• **Required work**:
A - Answer these questions from the open reading frames problem below:
(i) Which three codons does the example treat as stop codons?
(ii) How many reading frames does a DNA sequence have?
(iii) What three items make up the tuple that represents an ORF?
B - Using the open reading frames problem below, decide whether each statement agrees with it. Answer yes or no and quote the words that settle it.
(i) An ORF may contain intermediate stop codons.
(ii) The function ORFs takes three arguments.
(iii) In translation, each two consecutive nucleotides are converted into an amino acid.

(Reading text Opens)

SPOJ.com - Problem PROG0300

PROG0300 - Open reading frames

no tags

Once the complete genome of an organism has been determined, the question arises what regions of the genome are coding for proteins. Open reading frames (ORFs) are an important concept in predicting these coding regions. To understand how this works, it is important to know that translation of a DNA sequence into a protein happens by converting each three consecutive nucleotides (called codons) into the next amino acid that is appended to the growing protein chain. Certain codons play a special role in translating DNA into proteins:

start codon: the translation of a DNA sequence into a protein can start here
stop codon: the translation of a DNA sequence into a protein ends here

An ORF is a region within a genome that starts at the next start codon (from the beginning of the sequence or from the previous stop codon) and runs until the next stop codon. Note that according to this definition, it is perfectly possible that there are several start codons in between the first and the last codon of an ORF, but that there can not be any intermediate stop codons. The stop codon of an ORF is always located a multiple of three positions upstream to the position of the first start codon of the ORF. It is said that the start and stop codons are in the same reading frame. Since codons consist of three nucleotides, a DNA sequence thus has three reading frames that each may contain zero or more ORFs.

As an example, consider the following DNA sequence that can be read in three reading frames. The first reading frame starts at the letter g, the reading frame at the first letter c and the third reading frame at the second letter c.

1 gcc ctt aat ttt att cat tgg att cca ttc att aac gtg ctg atg tcc cat ttg ttt a
  |-------------* |-----------|-----------|---------------------------------*
2 g ccc tta att tta ttc att gga ttc cat tca tta acg tgc tga tgt ccc att tgt tta
            |-----------|---------------------------------*         |
3 gc cct taa ttt tat tca ttg gat tcc att cat taa cgt gct gat gtc cca ttt gtt ta
               *                     |---------------------------------*

We have separated the codons in each reading frame by a single space in the above representation. In this example we consider the codons att, gca and gcc as start codons (green) and the codons tct, tga and ttt as stop codons (red). Below each reading frame, we have underlined the ORFs with hyphens (-). In addition, we mark the first nucleotide of a start codon with a vertical bar (|) and the last nucleotide of a stop codon with an asterisk (*). In this way, it is clear to see that there are two ORFs in the first reading frame, and one ORF each in the second and third reading frame.

Assignment

In this exercise we represent DNA sequences (including codons) as strings that only contain the lower case letters a, c, g and t. Write a function ORFs that takes three arguments: a DNA sequence, a list of start codons and a list of stop codons. The function must return a list that contains all ORFs that are found in each of the three reading frames of the DNA sequence. An ORF is hereby represented as a tuple having the following content

(start position, stop position, frame)

(Reading text Closes)
(Exercise data Opens)

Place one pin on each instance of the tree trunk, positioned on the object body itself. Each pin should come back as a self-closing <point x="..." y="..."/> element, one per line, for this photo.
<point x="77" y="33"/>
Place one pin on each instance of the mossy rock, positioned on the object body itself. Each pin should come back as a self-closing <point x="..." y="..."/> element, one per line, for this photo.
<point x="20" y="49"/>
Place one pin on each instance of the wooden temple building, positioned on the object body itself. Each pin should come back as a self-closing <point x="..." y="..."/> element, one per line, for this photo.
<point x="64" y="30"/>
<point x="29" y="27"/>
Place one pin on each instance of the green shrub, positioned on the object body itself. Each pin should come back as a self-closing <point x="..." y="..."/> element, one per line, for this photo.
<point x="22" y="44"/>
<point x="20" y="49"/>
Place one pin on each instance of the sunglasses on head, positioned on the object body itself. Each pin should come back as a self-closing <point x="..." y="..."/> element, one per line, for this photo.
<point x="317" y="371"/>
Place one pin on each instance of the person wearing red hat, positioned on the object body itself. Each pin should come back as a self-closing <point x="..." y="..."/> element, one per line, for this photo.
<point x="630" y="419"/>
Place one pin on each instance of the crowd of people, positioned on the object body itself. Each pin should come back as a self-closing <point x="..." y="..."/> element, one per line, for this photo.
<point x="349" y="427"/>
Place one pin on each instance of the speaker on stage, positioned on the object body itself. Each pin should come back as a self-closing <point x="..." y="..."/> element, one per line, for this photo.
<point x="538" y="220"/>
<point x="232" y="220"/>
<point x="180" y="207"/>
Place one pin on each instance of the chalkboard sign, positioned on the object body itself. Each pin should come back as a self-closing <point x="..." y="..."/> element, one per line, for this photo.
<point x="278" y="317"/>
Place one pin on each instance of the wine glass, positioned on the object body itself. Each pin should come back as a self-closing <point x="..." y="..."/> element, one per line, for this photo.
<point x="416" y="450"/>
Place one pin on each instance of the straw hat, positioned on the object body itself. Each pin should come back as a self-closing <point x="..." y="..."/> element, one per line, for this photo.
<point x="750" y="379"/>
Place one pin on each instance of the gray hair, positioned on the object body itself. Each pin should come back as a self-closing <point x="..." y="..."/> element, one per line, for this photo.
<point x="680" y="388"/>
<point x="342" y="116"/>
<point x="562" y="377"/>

(Exercise data Closes)

• **Solutions to the exercise**:
A -
(i) tct, tga and ttt
(ii) Three
(iii) Start position, stop position and frame

B -
(i) No: "there can not be any intermediate stop codons"
(ii) Yes: "Write a function ORFs that takes three arguments"
(iii) No: "converting each three consecutive nucleotides (called codons) into the next amino acid"